**What is expected:** Recast the records below as a JSON list of strings, one string per line, leaving out any blank lines.

**Dataset:**
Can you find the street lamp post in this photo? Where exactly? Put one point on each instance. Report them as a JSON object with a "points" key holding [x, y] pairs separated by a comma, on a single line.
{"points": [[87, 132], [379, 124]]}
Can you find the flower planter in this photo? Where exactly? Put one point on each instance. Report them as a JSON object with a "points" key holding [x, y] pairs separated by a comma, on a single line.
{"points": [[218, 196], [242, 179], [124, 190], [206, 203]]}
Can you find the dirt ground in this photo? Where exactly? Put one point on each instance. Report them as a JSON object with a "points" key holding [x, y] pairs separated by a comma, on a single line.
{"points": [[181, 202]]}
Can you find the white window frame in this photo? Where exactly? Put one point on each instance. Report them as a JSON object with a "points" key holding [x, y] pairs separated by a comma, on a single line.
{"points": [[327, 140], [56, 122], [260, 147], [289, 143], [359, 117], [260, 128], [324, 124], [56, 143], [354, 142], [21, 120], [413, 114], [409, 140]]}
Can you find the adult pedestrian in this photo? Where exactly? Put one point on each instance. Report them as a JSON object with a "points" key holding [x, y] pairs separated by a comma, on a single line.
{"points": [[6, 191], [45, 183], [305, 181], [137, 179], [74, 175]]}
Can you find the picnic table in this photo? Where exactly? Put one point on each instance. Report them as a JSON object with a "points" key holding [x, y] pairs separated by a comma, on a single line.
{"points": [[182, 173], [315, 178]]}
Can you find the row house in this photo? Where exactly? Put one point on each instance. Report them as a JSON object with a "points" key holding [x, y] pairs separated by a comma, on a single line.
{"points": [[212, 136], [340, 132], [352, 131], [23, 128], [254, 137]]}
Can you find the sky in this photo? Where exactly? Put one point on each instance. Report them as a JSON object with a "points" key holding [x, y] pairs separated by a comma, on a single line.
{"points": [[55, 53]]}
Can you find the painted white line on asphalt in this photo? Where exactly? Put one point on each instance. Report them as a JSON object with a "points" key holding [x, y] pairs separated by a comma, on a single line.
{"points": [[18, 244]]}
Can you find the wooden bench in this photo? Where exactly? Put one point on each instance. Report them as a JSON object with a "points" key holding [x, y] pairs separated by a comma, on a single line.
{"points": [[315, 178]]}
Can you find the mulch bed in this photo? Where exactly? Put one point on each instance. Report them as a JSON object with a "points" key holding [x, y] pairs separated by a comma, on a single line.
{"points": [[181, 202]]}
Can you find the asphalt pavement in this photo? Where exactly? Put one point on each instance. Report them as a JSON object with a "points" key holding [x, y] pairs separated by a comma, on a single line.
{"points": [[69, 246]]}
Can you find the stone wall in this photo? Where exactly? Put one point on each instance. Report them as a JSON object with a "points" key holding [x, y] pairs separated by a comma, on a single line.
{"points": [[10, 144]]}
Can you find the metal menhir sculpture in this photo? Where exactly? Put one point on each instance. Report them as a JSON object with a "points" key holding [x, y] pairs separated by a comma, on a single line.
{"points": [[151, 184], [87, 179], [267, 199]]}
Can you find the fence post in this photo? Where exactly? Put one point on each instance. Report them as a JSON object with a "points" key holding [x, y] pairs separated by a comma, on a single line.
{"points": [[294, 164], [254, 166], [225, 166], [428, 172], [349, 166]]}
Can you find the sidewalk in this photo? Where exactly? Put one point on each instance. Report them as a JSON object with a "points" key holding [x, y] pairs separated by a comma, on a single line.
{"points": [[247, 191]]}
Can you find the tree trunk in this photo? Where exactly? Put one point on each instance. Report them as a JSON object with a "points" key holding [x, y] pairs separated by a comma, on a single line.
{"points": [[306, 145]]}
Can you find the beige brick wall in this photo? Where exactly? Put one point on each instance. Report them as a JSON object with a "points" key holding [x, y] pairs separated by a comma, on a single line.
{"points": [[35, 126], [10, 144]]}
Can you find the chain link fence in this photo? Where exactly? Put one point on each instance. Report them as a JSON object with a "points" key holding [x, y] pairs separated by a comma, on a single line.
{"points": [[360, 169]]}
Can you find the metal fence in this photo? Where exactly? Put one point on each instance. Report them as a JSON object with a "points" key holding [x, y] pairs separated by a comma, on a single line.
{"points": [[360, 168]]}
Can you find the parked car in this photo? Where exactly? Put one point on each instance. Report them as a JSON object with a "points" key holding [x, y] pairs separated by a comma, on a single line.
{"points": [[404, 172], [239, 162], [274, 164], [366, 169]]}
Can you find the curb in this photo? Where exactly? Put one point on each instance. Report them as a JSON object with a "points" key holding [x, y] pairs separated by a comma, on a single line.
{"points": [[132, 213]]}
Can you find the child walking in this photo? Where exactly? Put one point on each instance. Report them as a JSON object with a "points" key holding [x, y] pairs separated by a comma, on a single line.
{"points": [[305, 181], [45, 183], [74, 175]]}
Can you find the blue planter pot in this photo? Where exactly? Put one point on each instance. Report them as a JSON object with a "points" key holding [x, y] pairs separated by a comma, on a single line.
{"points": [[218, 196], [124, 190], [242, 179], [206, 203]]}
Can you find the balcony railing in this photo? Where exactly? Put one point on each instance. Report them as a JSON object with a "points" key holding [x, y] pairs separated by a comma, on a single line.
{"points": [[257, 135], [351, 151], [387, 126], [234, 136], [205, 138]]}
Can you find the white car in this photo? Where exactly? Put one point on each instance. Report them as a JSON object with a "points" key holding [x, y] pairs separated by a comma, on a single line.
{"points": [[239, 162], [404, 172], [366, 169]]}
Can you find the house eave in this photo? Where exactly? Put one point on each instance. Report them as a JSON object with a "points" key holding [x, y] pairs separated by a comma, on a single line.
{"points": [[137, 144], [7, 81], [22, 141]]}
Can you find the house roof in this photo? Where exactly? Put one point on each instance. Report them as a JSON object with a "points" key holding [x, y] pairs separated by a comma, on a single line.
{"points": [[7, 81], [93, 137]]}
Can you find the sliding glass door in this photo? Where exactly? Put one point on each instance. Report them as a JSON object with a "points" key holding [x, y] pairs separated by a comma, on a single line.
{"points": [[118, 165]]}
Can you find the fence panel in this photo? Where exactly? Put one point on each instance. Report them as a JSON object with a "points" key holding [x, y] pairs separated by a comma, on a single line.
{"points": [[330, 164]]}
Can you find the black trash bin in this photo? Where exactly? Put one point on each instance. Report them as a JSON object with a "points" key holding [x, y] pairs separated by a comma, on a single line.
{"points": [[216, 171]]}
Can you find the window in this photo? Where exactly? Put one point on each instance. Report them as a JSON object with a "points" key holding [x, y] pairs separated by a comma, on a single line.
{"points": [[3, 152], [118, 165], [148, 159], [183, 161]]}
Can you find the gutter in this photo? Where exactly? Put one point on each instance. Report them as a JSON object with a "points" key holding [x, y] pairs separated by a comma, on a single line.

**Exercise result:**
[
  "Can you find the street lamp post in this photo? Where exactly? Put one point on each instance. Report them as a JSON object with a \"points\" key holding [x, y] pairs separated by a comma, on a single line.",
  "{\"points\": [[87, 132], [379, 124]]}",
  "Can you find the flower planter in this photo? Where exactly? Put one point on each instance. Report them as a JSON object with a \"points\" key holding [x, y] pairs separated by a comma, on a single line.",
  "{\"points\": [[218, 196], [242, 179], [124, 190], [206, 203]]}",
  "Can you find the dirt ground in this photo? Where exactly? Put one point on each instance. Report them as a JSON object with a \"points\" key holding [x, y] pairs separated by a comma, on a single line.",
  "{\"points\": [[181, 202]]}",
  "Can you find the white window frame in this photo? Where exactly? Put one point on each instance. Report them as a JSON object with a \"points\" key holding [x, y] pairs separated by a comma, on a single line.",
  "{\"points\": [[327, 140], [56, 122], [260, 147], [289, 143], [359, 117], [260, 128], [324, 124], [56, 143], [354, 142], [21, 120], [413, 114], [409, 140]]}",
  "Can you find the adult pedestrian in this photo? Where exactly? Put one point on each instance. Report them as a JSON object with a \"points\" key holding [x, y] pairs separated by a comma, on a single line.",
  "{\"points\": [[6, 191], [45, 183], [305, 181], [137, 179], [74, 175]]}",
  "Can you find the picnic table in this photo? Where exactly? Put one point on each instance. Report them as a JSON object with a \"points\" key holding [x, y] pairs separated by a comma, on a single line.",
  "{\"points\": [[182, 173], [315, 178]]}",
  "Can you find the row house in this photo? Where exactly? Put one point on each instance. Report them as a JSON object with a \"points\" key holding [x, y] pairs separated by a comma, on a single line.",
  "{\"points\": [[212, 136], [340, 132], [352, 131], [23, 128], [254, 137]]}",
  "Can you find the sky in this photo? Where exactly? Put one point on each instance. Report them as a JSON object with a \"points\" key holding [x, y] pairs separated by a comma, on a single line.",
  "{\"points\": [[55, 53]]}",
  "Can you find the painted white line on asphalt in this photo? Where exactly? Put one point on each instance. Report them as a JSON object with a \"points\" key holding [x, y] pairs separated by a comma, on a single line.",
  "{\"points\": [[18, 244]]}",
  "Can you find the wooden bench in this photo? Where exactly? Put one point on each instance. Report them as a JSON object with a \"points\" key holding [x, y] pairs separated by a comma, on a single line.",
  "{\"points\": [[315, 178]]}",
  "Can you find the mulch bed in this photo? Where exactly? Put one point on each instance. Report them as a JSON object with a \"points\" key holding [x, y] pairs separated by a comma, on a single line.",
  "{\"points\": [[181, 202]]}",
  "Can you find the asphalt pavement in this photo? Where exactly? Put one point on each instance. Report them as a JSON object with a \"points\" key holding [x, y] pairs separated by a comma, on a single line.",
  "{\"points\": [[69, 246]]}",
  "Can you find the stone wall in this photo? Where exactly? Put one point on each instance. Report them as a JSON object with a \"points\" key holding [x, y] pairs separated by a comma, on a single line.",
  "{\"points\": [[10, 144]]}",
  "Can you find the metal menhir sculpture in this photo? Where exactly? Put one point on each instance. Report them as a JSON object with a \"points\" key holding [x, y] pairs separated by a comma, on a single line.",
  "{\"points\": [[151, 184], [87, 179], [267, 199]]}",
  "Can you find the fence post in this photo? Where exactly? Put one point on each instance. Report them as a JSON object with a \"points\" key holding [x, y] pairs separated by a comma, on a single line.",
  "{\"points\": [[294, 164], [254, 166], [225, 166], [428, 172], [349, 166]]}",
  "Can you find the sidewalk in this photo? Where exactly? Put one point on each instance. Report them as a JSON object with a \"points\" key holding [x, y] pairs separated by a comma, on a single line.",
  "{\"points\": [[247, 191]]}",
  "Can you find the tree trunk in this photo? Where exactly? Put one point on each instance. Report them as a JSON object with a \"points\" key holding [x, y] pairs separated by a comma, on a single line.",
  "{\"points\": [[306, 145]]}",
  "Can you find the beige brick wall in this photo? Where exactly? Put one point on each instance. Report them as a JSON object with a \"points\" key holding [x, y] pairs separated by a comma, on a single line.",
  "{\"points\": [[35, 126], [10, 144]]}",
  "Can you find the chain link fence in this photo? Where exactly? Put one point on each instance. Report them as a JSON object with a \"points\" key holding [x, y] pairs separated by a comma, on a single line.",
  "{\"points\": [[360, 169]]}",
  "Can you find the metal fence in this photo? Where exactly? Put one point on each instance. Report them as a JSON object with a \"points\" key holding [x, y] pairs separated by a comma, on a single line.",
  "{\"points\": [[360, 168]]}",
  "Can you find the parked car in this photo? Where exactly? Put one point on each instance. Report them as a JSON object with a \"points\" key holding [x, y] pairs separated by a comma, on a single line.",
  "{\"points\": [[404, 172], [239, 162], [274, 164], [366, 169]]}",
  "Can you find the curb in this photo? Where exactly? Put one point on each instance. Report them as a JSON object with a \"points\" key holding [x, y] pairs separated by a comma, on a single line.",
  "{\"points\": [[132, 213]]}",
  "Can you find the child walking in this photo? Where exactly? Put one point on each instance. Report them as a JSON object with a \"points\" key holding [x, y] pairs separated by a comma, on a single line.",
  "{\"points\": [[305, 181], [45, 183], [74, 175]]}",
  "Can you find the blue planter pot in this photo? Where exactly? Put one point on each instance. Report them as a JSON object with a \"points\" key holding [x, y] pairs separated by a comma, on a single line.",
  "{\"points\": [[218, 196], [124, 190], [242, 179], [206, 203]]}",
  "Can you find the balcony railing in this photo? Where exactly? Put one point on each instance. Report them as a JSON object with a \"points\" key holding [x, y] pairs separated by a comma, on a single line.",
  "{\"points\": [[257, 135], [351, 151], [387, 126], [234, 136], [205, 138]]}",
  "Can you find the white car in this photo? Where exactly? Put one point on each instance. Report them as a JSON object with a \"points\" key holding [x, y] pairs separated by a comma, on a single line.",
  "{\"points\": [[239, 162], [404, 172], [366, 169]]}",
  "Can you find the house eave in this photo? Where exactly? Put one point on each instance. Report them as a JSON object with a \"points\" key holding [x, y] pairs separated by a comma, on a single line.",
  "{\"points\": [[137, 144], [7, 81], [22, 141]]}",
  "Can you find the house roof in this photo? Where exactly? Put one point on each instance. Report them as a JSON object with a \"points\" key holding [x, y] pairs separated by a comma, on a single line.",
  "{\"points\": [[7, 81], [93, 137]]}",
  "Can you find the sliding glass door in this photo? Where exactly? Put one point on each instance. Report them as a JSON object with a \"points\" key holding [x, y] pairs separated by a comma, on a single line.",
  "{\"points\": [[118, 165]]}",
  "Can you find the fence panel in this photo? Where exactly? Put one point on each instance. Report them as a JSON object with a \"points\" key holding [x, y] pairs separated by a comma, on a single line.",
  "{\"points\": [[330, 164]]}",
  "Can you find the black trash bin in this photo? Where exactly? Put one point on each instance. Report them as a JSON object with a \"points\" key holding [x, y] pairs separated by a comma, on a single line.",
  "{\"points\": [[216, 171]]}",
  "Can you find the window in this photo? Where exactly? Put one point on each instance. Report them as a JSON object with a \"points\" key holding [x, y] pairs separated by a comma, on a single line.",
  "{\"points\": [[3, 152], [118, 165], [148, 159], [183, 161]]}",
  "Can you find the gutter in this photo? Where exactly? Put one point on each instance. Report them as a JSON object with a \"points\" key holding [x, y] pairs separated by a comma, on a single line."
]